§ **Requirements**
#1 Shorten the paragraph of the announcement that starts "P123, the fund of Permira" into a short list that keeps its main facts.
#2 Transcribe the passage of the announcement that begins at the words "Schroder Ventures Intl" and stops after "States, Canada, Japan or Australia.".

§ **Article**
---

Schroder Ventures Intl Inv Tst PLC
07 October 2003


This announcement is not being made or transmitted in or into the United States,
Canada, Japan or Australia. This announcement does not constitute an offer of
securities for sale in or into the United States, Canada, Japan or Australia.

For immediate release 7.00am, 7 October 2003


         SCHRODER VENTURES INTERNATIONAL INVESTMENT TRUST PLC ('SVIIT')
                  INCREASED COMMITMENT TO PERMIRA EUROPE III,
             TRANSFER OF ASSETS TO P123, SVIIT CAPITAL RAISING AND
           FIRST CLOSING OF SCHRODER PRIVATE EQUITY FUND OF FUNDS II


Permira Europe III


SVIIT has increased its direct commitment to Permira Europe III by €25 million
at the fund's final closing at €5 billion, bringing its total direct commitment
to this fund to €425 million.


P123


P123, the fund of Permira pan-European buy-out funds, which is currently being
marketed by SVIIT has received applications and commitments from external
investors of €103 million. Consequently, SVIIT will transfer €62.8 million of
assets in Permira Europe I and II to P123, at 30 June 2003 valuations, in return
for an approximate 38% holding. The Board of SVIIT is not aware of any material
changes in the value of its interests in Permira Europe I and Permira Europe II
since 30 June 2003.


The reaction from P123's target investor base has been very positive. However,
the success of Permira's fundraising has meant that Permira Europe III has
closed earlier than anticipated. This has resulted in many potential P123
investors being unable to make the commitment deadline. Given the potential
material positive impact of P123 on SVIIT's net asset value in the future, the
Board wishes to hold P123 open for these investors.


P123 will have a final closing, targeting a further €102 million of commitments
from external investors, prior to 31 December 2003. At this final closing, SVIIT
will transfer up to €65.9 million of its assets in Permira Europe I and II on a
pro-rata basis in order to maintain an approximate 38% holding in P123.

---

§ **Extracted information**
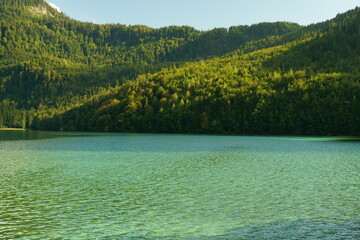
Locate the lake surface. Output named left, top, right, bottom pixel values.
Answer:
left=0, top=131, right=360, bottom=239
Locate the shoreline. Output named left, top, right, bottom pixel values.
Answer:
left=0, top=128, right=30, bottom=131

---

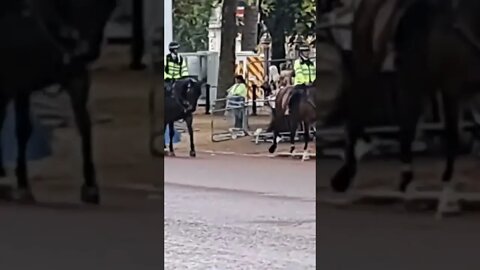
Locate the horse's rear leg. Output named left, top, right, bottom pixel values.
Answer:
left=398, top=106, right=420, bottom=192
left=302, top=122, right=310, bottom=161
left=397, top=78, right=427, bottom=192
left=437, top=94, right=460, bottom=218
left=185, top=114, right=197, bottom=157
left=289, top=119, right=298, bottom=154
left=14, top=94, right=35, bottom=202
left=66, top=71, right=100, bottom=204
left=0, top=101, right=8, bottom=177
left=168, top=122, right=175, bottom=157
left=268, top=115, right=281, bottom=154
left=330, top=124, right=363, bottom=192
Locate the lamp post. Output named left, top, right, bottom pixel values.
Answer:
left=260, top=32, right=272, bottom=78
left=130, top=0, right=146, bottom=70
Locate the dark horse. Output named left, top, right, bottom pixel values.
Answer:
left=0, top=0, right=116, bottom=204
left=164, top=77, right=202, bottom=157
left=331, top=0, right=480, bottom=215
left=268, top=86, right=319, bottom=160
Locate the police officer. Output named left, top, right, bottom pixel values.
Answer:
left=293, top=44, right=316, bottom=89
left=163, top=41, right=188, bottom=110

---

§ **Task answers**
#1
- P123, the fund of Permira pan-European buy-out funds that SVIIT is marketing, has received €103 million in applications and commitments from external investors.
- As a result, SVIIT will transfer €62.8 million of assets in Permira Europe I and II to P123, at 30 June 2003 valuations, in return for about a 38% holding.
- The SVIIT Board knows of no material changes in the value of its interests in Permira Europe I and II since 30 June 2003.

#2
Schroder Ventures Intl Inv Tst PLC
07 October 2003


This announcement is not being made or transmitted in or into the United States,
Canada, Japan or Australia. This announcement does not constitute an offer of
securities for sale in or into the United States, Canada, Japan or Australia.